▸ **Task description**: Reproduce verbatim the final portion of the material below, from the line containing "instance of the lip" through its last line, and nothing else.

▸ **The records**:
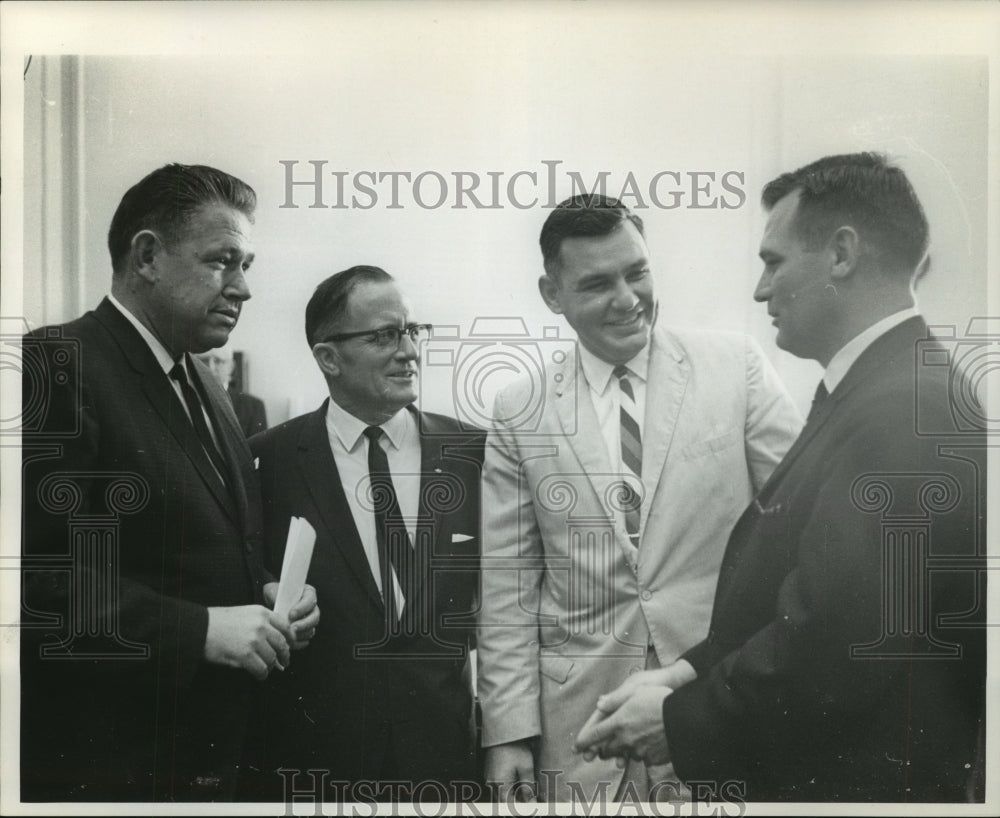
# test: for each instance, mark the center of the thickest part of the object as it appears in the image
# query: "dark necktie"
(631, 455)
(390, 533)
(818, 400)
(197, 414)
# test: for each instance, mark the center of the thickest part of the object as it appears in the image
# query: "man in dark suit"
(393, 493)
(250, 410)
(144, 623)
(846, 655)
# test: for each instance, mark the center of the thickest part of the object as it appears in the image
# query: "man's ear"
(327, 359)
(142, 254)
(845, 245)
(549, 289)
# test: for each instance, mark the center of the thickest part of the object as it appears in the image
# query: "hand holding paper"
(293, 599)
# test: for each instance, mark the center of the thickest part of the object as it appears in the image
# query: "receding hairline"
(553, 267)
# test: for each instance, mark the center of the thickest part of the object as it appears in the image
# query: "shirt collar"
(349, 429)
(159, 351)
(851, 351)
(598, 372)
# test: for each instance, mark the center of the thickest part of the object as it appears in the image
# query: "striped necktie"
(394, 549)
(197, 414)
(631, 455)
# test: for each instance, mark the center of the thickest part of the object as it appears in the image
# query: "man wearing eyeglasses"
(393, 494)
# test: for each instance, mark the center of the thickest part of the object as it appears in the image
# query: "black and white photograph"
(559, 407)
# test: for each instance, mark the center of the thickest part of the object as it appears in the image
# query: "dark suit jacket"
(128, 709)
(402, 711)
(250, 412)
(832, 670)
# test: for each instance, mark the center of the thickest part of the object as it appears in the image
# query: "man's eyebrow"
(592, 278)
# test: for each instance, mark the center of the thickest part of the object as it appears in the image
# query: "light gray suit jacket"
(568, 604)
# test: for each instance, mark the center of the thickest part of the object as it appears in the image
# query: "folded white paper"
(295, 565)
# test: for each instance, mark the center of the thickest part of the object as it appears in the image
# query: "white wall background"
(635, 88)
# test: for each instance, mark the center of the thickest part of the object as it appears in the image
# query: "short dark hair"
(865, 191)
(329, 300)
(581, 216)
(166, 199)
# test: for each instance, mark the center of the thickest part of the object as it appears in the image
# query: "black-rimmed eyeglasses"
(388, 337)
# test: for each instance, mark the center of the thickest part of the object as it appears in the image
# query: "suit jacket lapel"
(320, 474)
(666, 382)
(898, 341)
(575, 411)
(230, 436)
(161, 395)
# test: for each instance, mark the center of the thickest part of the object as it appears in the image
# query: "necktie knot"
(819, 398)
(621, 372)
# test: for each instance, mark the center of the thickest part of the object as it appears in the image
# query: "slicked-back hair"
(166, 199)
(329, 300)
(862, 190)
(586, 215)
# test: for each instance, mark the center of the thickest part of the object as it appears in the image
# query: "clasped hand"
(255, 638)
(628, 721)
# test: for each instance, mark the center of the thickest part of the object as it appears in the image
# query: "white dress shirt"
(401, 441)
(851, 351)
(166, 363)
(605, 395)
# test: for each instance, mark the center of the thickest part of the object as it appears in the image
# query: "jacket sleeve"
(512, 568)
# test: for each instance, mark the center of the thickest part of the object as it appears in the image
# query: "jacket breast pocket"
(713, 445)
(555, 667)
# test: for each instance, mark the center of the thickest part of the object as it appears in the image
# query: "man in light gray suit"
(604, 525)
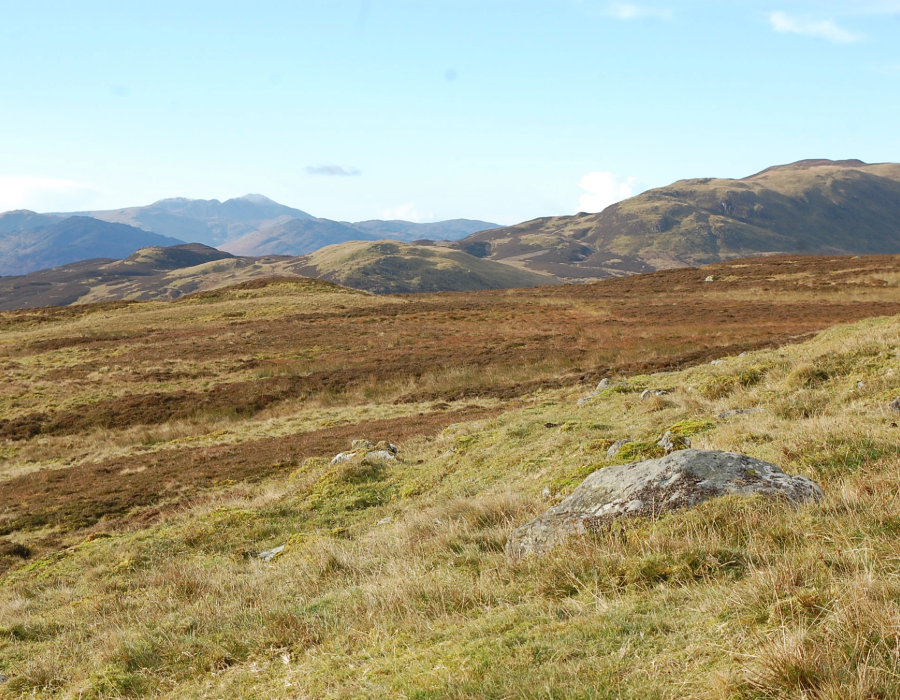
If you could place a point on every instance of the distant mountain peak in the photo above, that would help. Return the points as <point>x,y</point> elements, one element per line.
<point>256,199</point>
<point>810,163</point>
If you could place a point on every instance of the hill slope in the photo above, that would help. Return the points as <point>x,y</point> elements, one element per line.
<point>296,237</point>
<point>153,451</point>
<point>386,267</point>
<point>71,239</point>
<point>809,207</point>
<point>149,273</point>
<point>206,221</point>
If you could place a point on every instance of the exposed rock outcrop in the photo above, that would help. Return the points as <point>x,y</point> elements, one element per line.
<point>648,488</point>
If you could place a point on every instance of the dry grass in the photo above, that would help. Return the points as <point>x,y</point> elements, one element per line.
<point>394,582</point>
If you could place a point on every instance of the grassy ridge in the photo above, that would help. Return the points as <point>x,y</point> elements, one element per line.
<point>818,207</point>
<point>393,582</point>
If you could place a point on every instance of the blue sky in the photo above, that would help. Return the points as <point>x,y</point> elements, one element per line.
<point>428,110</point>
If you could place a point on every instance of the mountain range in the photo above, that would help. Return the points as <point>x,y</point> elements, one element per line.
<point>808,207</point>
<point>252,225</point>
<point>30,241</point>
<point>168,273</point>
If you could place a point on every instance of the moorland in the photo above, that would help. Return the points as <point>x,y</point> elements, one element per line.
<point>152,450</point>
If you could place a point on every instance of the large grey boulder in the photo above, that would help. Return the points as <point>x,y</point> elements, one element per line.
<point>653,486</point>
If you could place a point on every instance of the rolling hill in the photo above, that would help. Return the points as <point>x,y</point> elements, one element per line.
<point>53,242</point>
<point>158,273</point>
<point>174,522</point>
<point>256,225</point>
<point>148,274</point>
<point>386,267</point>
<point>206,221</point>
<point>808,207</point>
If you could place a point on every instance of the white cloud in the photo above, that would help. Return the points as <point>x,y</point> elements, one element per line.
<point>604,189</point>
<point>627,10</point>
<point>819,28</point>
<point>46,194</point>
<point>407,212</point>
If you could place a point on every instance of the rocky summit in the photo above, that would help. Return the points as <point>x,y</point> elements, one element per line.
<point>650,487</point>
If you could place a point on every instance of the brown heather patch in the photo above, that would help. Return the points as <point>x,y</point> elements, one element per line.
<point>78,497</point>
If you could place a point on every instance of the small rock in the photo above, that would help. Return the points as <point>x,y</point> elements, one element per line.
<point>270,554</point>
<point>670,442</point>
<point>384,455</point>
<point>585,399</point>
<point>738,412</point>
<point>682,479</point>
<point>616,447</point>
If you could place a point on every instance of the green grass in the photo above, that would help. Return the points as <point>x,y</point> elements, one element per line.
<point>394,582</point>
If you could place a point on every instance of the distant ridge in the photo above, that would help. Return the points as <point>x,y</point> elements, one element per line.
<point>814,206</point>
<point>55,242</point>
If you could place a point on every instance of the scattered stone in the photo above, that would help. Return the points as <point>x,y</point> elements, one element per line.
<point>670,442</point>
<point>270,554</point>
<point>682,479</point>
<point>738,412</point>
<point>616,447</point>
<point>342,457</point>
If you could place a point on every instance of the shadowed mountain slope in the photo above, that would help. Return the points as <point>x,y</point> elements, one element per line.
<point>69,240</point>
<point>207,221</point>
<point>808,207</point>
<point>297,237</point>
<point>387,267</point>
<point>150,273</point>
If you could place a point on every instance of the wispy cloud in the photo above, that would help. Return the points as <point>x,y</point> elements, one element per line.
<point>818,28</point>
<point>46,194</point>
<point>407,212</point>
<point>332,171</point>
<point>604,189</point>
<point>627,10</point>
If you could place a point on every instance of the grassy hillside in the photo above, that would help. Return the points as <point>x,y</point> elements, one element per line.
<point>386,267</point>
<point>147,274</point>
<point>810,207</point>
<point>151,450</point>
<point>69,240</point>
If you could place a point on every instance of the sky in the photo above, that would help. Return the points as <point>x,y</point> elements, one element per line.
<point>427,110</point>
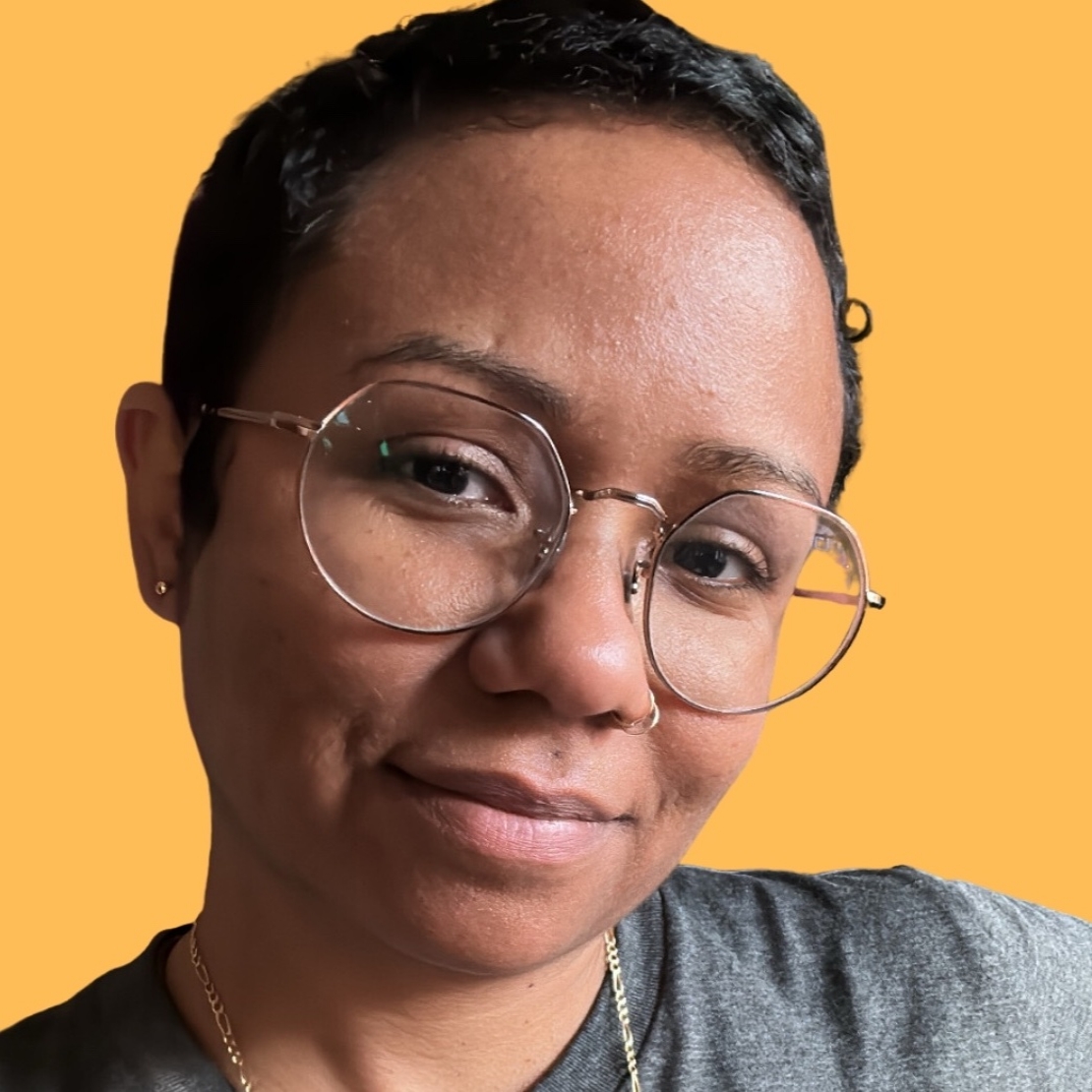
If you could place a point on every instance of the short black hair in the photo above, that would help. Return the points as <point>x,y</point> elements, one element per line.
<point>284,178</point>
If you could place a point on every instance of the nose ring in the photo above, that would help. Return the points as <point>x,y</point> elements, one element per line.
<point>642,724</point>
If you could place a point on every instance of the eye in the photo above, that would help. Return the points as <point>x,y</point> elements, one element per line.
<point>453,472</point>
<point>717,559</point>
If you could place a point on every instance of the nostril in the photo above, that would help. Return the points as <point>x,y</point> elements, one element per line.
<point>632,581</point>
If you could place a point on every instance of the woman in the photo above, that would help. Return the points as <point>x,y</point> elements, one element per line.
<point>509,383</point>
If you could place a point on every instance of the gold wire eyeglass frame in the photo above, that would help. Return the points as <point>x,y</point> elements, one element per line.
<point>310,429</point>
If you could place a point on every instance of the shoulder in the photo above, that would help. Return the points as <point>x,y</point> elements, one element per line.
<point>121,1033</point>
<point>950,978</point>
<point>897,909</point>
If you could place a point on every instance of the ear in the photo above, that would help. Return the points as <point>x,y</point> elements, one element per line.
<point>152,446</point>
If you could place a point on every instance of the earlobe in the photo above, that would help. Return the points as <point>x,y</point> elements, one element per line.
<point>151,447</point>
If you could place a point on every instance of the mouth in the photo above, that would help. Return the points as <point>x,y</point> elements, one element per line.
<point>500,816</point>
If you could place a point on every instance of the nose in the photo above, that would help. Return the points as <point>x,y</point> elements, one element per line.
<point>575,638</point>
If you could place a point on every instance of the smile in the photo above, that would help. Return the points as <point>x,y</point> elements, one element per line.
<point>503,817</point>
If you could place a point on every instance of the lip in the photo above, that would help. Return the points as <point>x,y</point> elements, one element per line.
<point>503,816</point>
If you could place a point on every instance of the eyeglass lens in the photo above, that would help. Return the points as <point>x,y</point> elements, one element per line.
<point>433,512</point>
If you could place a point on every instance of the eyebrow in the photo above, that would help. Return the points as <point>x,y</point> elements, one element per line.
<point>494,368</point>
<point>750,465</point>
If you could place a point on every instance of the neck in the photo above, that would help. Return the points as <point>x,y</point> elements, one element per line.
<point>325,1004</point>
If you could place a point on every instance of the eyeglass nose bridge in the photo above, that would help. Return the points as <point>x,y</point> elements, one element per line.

▸ **Expected answer**:
If you could place a point on every instance of the lip in the photo above, that would help. Return the points as <point>x,y</point> elements, one element per line.
<point>503,816</point>
If you could place a point on every instance of the eyeglass lens in the photo above, that would help. Return the points as <point>x,y</point> elements, one element per line.
<point>433,512</point>
If you could place a point on every instance of the eyebrow in the photo above, that would help. Return the points as <point>x,y</point> elements, one element per line.
<point>494,368</point>
<point>750,465</point>
If you could place a point on every instance of the neck in the photo above, that would help. Return the points as <point>x,y</point> elements, one element per line.
<point>325,1004</point>
If you could place a point on every instance of the eyeglass nose bridge in the photo above, that would help. Return the points as <point>x,y</point> elements, one element per line.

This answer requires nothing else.